:: Text for analysis

The critical omnibus reform bill that needed to release a delayed €10.5 billion installment from Greece’s international lenders was approved by the Greek parliament in the early morning hours of Monday.
The bill corrects many injustices that used to exist in property and vehicle taxation, as well as in the Greek VAT and in the fines imposed by Greek tax offices. New provisions on milk and bread are said to create a better purchase environment for consumers, while the unemployment benefits and layoff compensations for employees of the Greek public sector create an unprecedented first.
Up to €525 million will be distributed as social benefits among uniformed officers, financially weak, homeless, uninsured and long-term unemployed people, before or after May’s elections. The lump sum will be exempt from taxation.
Lower fines up to 80 percent
The onerous fines which had roused a storm of protests from both the market and accountants were finally lowered by 80 percent. Fines of €1,000 and €2,500 are now being lowered to €250 and €500, with the maximum fine of €30,000 per tax audit. Another provision foresees imprisonment up to three years for keeping duplicate books and other major tax infringements.
Recapitalization on market terms
The conditions laid down in the omnibus bill on the new deal on the Greek banks feature consolidation of the banks’ portfolios through private capital, share capital increases and partial haircut of unsecured bonds and of distressed loans. An apparent risk to deposits is not found.
The Hellenic Financial Stability Fund (HFSF) is set to play a key role in the new deal which will fix the price of new shares and banks’ convertible bonds. The share capital increase will be covered primarily by individuals, while the HFSF will be participating only if shares remain unsold, although firstly converting the subordinated debt instruments into shares, thus incorporating the EU Directive on the bail-in.
Stop to foreclosures and seizures
A hold is being put on the foreclosures of real estate and seizures of mobile assets for a debt of up to €500, while the limit for seizing salaries and pension is raised from €1,000 to €1,500.
Layoffs in public sector
Public sector employees who are laid off will receive compensation up to a maximum of €15,000, which is taxable.
Drugs and pharmacies
The price tag of over-the-counter drugs is released, thus the elimination of the guaranteed profit margin of Greek pharmacists. The opening hours of the pharmacies are also released. Pharmacists can establish business within other stores, while vitamins and supplements are allowed to be sold over the internet.
The provisions contained in the new bill are due to alter the Greek market drastically and the daily routine of all Greek people.

::::

▶ The task: In the article on the Greek omnibus reform bill, copy word for word the passage that begins with the words containing "Recapitalization on market" and ends with "on the bail-in.".

:: Extracted information

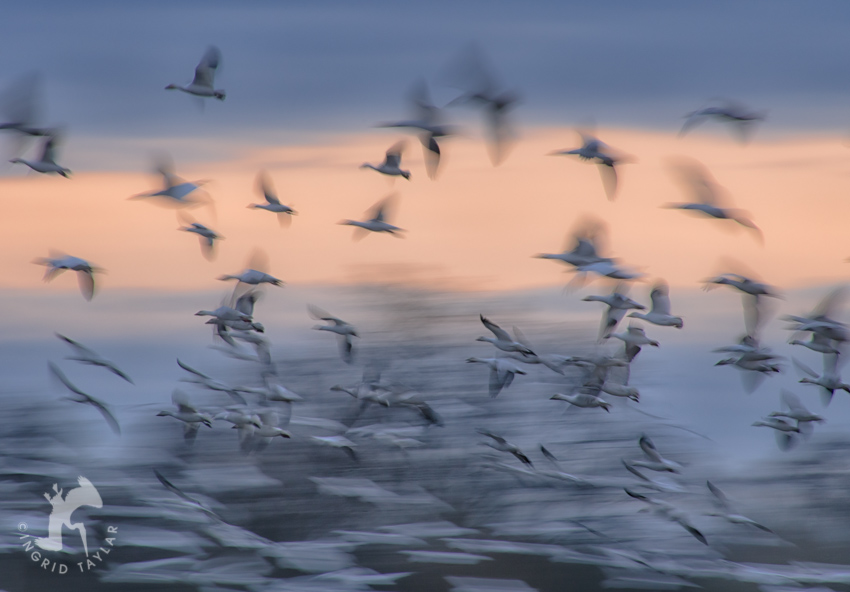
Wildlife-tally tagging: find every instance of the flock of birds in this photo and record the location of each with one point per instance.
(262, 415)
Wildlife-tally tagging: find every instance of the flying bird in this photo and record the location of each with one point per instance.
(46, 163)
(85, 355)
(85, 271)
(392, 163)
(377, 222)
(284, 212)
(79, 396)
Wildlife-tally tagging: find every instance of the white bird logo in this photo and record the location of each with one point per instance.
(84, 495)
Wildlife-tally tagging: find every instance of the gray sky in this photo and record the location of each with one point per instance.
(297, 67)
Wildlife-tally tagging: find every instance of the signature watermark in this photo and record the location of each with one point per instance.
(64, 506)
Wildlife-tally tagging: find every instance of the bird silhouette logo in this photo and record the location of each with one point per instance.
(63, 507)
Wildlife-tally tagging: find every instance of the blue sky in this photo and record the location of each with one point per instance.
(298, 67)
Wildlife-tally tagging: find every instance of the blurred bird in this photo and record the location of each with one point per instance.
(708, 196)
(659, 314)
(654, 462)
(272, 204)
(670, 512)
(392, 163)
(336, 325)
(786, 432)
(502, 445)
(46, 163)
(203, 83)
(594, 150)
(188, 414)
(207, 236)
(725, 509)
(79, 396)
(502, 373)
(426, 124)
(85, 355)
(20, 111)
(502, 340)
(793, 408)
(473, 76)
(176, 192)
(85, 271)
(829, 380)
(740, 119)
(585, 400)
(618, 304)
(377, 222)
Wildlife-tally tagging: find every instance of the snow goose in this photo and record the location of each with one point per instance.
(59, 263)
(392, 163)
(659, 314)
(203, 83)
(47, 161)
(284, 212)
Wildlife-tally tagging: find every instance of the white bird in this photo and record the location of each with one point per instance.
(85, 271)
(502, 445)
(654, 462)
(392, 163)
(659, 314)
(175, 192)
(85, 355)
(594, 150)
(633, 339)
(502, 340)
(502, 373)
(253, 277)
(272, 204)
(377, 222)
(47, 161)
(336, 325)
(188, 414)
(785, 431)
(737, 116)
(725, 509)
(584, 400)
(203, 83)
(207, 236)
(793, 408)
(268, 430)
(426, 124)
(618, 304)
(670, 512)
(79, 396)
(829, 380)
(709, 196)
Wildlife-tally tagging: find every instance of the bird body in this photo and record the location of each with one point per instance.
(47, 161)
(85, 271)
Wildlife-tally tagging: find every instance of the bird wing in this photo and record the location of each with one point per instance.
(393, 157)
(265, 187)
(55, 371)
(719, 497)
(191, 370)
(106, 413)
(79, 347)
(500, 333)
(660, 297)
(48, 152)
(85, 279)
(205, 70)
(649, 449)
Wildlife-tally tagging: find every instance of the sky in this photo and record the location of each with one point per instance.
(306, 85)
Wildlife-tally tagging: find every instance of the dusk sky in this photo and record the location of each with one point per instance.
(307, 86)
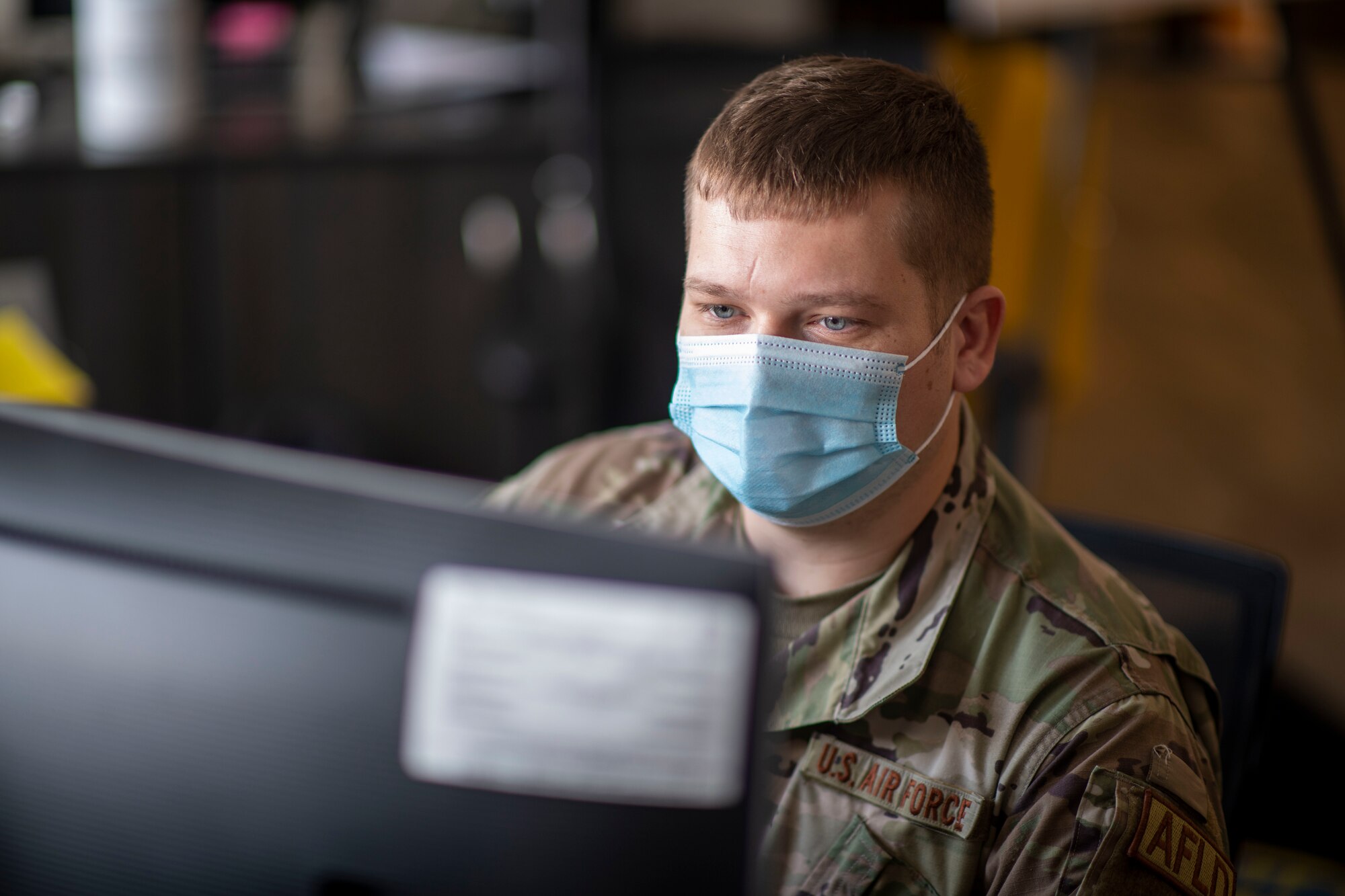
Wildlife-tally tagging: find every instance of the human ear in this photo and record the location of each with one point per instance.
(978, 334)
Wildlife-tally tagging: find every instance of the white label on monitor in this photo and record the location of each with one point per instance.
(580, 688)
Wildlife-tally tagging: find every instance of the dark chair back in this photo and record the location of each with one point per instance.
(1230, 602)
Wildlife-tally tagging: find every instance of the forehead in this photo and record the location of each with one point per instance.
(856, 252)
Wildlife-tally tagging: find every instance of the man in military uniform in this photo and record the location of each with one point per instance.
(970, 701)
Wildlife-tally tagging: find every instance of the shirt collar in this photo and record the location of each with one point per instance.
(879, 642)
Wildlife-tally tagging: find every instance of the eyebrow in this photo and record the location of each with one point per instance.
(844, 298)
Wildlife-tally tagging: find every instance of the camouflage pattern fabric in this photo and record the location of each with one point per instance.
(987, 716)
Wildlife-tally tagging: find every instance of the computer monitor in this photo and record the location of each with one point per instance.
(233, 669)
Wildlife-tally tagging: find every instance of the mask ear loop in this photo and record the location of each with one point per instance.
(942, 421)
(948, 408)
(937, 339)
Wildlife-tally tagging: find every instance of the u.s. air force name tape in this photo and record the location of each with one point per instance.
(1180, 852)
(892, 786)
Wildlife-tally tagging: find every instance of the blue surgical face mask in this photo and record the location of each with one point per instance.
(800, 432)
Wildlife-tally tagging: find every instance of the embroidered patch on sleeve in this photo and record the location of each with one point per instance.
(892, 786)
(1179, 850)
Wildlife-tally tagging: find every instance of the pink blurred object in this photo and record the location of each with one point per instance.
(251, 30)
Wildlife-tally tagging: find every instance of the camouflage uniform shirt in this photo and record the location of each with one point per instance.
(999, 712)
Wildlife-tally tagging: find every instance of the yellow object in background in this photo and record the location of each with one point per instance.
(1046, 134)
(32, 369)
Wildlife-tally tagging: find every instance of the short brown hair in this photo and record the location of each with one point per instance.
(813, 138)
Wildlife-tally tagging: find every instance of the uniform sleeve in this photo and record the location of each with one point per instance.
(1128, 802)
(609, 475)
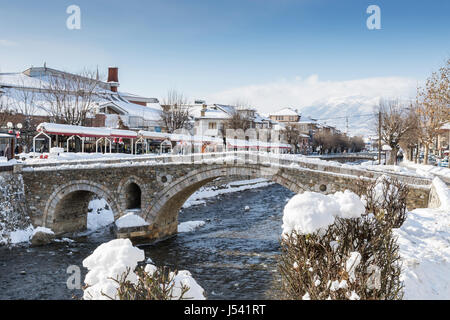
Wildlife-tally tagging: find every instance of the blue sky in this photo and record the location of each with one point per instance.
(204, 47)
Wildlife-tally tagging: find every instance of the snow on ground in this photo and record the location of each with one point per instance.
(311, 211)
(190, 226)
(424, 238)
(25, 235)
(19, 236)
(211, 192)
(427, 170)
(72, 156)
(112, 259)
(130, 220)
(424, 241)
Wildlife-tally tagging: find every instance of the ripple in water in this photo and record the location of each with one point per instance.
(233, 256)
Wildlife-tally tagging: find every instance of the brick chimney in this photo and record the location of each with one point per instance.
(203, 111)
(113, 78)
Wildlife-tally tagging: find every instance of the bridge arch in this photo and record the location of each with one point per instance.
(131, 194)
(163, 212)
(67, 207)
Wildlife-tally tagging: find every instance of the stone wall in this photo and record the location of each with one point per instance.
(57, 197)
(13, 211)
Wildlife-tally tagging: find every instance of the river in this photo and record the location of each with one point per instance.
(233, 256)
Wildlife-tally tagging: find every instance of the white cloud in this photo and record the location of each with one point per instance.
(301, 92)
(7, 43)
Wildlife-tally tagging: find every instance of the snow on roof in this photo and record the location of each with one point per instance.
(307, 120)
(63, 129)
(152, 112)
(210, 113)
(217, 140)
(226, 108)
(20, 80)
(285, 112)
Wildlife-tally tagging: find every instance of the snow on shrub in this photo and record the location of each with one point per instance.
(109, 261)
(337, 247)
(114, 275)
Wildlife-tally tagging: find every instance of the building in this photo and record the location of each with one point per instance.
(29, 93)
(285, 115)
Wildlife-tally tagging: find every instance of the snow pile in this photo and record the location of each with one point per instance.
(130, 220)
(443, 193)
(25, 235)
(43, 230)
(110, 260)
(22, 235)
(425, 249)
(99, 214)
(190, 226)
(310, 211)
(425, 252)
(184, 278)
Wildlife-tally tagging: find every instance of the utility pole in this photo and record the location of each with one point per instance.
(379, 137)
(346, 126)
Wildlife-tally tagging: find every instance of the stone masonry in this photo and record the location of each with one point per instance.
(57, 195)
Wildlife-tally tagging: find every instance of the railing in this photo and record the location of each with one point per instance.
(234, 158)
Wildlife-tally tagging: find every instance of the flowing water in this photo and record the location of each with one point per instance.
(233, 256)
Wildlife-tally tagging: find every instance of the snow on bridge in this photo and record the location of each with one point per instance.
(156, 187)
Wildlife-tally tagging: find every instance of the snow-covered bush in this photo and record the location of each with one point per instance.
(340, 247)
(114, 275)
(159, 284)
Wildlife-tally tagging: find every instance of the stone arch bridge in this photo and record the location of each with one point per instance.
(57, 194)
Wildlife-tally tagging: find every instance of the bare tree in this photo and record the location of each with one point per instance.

::::

▶ Written reply:
Recapitalization on market terms
The conditions laid down in the omnibus bill on the new deal on the Greek banks feature consolidation of the banks’ portfolios through private capital, share capital increases and partial haircut of unsecured bonds and of distressed loans. An apparent risk to deposits is not found.
The Hellenic Financial Stability Fund (HFSF) is set to play a key role in the new deal which will fix the price of new shares and banks’ convertible bonds. The share capital increase will be covered primarily by individuals, while the HFSF will be participating only if shares remain unsold, although firstly converting the subordinated debt instruments into shares, thus incorporating the EU Directive on the bail-in.